** ACTION ITEM **
Copy the entries exactly. Leave nothing out and add nothing.

---------- SUPPLIED RECORDS ----------

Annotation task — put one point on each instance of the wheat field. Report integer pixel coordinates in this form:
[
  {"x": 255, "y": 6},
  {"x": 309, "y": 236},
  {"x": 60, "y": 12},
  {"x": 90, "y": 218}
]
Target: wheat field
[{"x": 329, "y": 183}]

----------

** EXERCISE SOLUTION **
Annotation task — put one point on each instance of the wheat field. Report integer pixel coordinates in this form:
[
  {"x": 255, "y": 6},
  {"x": 309, "y": 236},
  {"x": 60, "y": 12},
  {"x": 90, "y": 218}
]
Target: wheat field
[{"x": 329, "y": 183}]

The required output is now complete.